"""
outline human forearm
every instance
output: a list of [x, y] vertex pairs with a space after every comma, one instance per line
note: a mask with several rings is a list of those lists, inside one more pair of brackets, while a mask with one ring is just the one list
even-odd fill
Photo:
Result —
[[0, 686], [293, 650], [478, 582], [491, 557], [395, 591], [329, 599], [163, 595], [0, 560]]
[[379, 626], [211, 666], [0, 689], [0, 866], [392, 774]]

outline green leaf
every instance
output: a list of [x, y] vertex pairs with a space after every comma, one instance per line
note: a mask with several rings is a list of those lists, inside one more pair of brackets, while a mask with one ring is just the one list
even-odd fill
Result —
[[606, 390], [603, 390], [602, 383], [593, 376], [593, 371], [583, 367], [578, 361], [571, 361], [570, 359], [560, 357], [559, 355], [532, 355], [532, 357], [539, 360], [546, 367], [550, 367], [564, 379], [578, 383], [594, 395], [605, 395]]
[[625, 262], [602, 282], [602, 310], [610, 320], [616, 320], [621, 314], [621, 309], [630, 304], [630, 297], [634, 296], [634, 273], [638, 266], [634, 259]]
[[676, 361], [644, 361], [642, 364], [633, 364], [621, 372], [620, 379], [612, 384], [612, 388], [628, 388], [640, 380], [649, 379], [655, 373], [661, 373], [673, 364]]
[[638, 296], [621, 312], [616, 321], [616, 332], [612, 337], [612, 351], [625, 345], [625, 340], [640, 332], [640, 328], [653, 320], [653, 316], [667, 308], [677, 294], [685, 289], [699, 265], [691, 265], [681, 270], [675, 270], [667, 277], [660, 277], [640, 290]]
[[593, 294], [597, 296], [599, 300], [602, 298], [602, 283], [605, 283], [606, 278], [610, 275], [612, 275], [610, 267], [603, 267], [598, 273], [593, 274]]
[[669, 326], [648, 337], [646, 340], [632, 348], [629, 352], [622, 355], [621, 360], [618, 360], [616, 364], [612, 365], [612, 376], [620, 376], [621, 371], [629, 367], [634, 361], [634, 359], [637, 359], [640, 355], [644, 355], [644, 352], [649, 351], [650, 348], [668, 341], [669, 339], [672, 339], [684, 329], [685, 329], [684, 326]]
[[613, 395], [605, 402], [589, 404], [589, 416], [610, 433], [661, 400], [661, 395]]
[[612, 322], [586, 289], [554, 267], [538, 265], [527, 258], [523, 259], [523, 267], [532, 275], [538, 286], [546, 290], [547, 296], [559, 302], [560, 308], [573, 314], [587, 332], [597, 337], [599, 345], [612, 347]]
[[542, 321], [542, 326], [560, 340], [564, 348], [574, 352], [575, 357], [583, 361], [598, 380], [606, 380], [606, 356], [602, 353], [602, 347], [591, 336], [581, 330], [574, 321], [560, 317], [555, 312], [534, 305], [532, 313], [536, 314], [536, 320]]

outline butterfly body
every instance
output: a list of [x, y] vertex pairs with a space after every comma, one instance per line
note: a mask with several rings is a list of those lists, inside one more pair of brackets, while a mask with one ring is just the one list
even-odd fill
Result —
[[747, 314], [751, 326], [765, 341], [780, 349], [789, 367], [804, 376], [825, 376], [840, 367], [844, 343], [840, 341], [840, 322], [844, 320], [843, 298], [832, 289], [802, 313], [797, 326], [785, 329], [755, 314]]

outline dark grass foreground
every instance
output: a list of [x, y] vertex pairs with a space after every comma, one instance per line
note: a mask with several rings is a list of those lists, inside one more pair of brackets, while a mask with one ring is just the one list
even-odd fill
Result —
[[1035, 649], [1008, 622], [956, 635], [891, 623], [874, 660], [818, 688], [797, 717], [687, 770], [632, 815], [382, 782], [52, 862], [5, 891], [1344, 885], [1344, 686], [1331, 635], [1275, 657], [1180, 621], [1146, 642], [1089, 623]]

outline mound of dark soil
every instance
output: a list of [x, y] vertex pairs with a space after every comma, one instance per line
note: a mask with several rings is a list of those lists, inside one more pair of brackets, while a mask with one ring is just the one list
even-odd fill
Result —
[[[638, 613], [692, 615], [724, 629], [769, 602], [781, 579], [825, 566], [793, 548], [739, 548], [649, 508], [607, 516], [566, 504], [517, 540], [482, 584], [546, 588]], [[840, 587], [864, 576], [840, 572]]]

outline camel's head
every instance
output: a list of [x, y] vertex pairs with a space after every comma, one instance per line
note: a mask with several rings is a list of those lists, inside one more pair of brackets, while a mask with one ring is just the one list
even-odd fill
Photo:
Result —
"""
Return the lines of the records verbatim, beginning at the line that contains "outline dark grass foreground" and stopping after the line that contains "642], [1089, 623]]".

The completed task:
outline dark grass foreground
every instance
output: a list of [x, y] vertex pairs with a space after every comma, one instance per line
note: a mask with several rings is a list of those lists, inside one more pair of brackets, while a mask with one ring is just the one list
even-odd fill
Result —
[[1035, 649], [1008, 622], [956, 635], [891, 623], [874, 660], [818, 688], [797, 717], [687, 770], [632, 815], [382, 782], [52, 862], [5, 891], [1344, 885], [1344, 686], [1331, 635], [1275, 657], [1180, 621], [1146, 642], [1089, 623]]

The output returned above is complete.